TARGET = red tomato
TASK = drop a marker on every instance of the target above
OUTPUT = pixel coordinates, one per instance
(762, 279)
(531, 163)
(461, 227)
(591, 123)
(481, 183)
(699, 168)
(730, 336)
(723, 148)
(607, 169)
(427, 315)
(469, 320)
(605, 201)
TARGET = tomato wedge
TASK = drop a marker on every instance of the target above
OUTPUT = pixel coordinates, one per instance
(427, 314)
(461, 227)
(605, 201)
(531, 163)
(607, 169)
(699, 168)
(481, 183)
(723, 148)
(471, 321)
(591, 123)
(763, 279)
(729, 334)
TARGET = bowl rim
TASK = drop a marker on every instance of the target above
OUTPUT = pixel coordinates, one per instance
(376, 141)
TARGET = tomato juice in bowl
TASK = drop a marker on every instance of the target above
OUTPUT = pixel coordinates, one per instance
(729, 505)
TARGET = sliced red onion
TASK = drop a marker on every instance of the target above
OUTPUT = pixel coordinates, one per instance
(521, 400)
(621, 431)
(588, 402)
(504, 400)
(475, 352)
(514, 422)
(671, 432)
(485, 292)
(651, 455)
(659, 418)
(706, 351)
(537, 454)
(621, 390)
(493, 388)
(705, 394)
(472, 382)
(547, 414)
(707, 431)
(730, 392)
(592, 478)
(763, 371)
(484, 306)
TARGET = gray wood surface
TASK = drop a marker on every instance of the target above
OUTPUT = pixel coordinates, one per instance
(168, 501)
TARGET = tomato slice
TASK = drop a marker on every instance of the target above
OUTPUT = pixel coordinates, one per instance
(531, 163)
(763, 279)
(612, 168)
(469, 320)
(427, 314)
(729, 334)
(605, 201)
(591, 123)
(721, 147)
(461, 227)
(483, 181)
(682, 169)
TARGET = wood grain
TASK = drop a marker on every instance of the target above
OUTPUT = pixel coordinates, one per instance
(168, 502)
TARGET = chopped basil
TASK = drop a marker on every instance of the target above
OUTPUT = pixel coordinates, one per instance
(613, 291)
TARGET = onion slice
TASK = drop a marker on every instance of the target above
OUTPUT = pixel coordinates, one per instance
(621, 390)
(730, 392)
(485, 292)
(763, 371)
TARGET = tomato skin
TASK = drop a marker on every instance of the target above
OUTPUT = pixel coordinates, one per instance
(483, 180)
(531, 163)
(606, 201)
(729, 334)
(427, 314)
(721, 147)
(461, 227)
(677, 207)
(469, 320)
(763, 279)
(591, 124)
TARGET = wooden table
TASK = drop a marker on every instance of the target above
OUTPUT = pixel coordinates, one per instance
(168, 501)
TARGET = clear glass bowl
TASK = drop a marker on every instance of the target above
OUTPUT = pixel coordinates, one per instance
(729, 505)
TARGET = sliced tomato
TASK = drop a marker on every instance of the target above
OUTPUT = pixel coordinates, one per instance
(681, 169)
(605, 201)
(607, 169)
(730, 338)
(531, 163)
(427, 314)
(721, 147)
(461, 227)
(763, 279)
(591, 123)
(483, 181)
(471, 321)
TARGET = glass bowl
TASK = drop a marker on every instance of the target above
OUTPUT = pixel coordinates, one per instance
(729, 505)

========

*WHAT YOU NEED TO DO:*
Transcribe, word for word, every line from the one containing "TARGET = tomato slice" through the final line of the entries, and nothing else.

*CORRECT OUTPUT:*
TARGET = tomato slice
TASK = drop a marker on every instance of the target above
OUTPUT = pixel coordinates, one per instance
(531, 163)
(763, 279)
(612, 168)
(469, 320)
(427, 314)
(729, 334)
(605, 201)
(591, 123)
(721, 147)
(461, 227)
(483, 181)
(682, 169)
TARGET = wood grain
TASK = drop a marker on every instance of the target above
OUTPUT = pixel coordinates, one per instance
(168, 502)
TARGET = chopped basil
TASK = drop a marker on every instance of the target above
OUTPUT = pixel coordinates, one per instance
(613, 291)
TARGET = onion slice
TASK = drop a marker on every instance of the target above
OUTPUT = pixel coordinates, one per instance
(621, 390)
(730, 392)
(485, 292)
(763, 371)
TARGET = tomato skin
TASK = drop a marker on every instance of the target above
OUTPUT = pixel coordinates, one per instance
(483, 180)
(531, 163)
(606, 201)
(729, 334)
(427, 314)
(721, 147)
(461, 227)
(677, 207)
(469, 320)
(763, 279)
(591, 124)
TARGET = wooden table
TASK = drop a marker on every instance of the target above
OUTPUT = pixel coordinates, one per instance
(168, 501)
TARGET = clear glass bowl
TASK = drop a marker on every instance of the target above
OUTPUT = pixel coordinates, one per instance
(729, 505)
TARGET = sliced tomato
TASK = drop a marker on every instance of the target above
OUTPUT = pixel coordinates, one per instance
(681, 169)
(605, 201)
(607, 169)
(730, 338)
(531, 163)
(427, 314)
(721, 147)
(461, 227)
(763, 279)
(591, 123)
(483, 181)
(471, 321)
TARGET = glass bowl
TASK = drop a marker on every instance of the target above
OUTPUT = pixel coordinates, one per instance
(729, 505)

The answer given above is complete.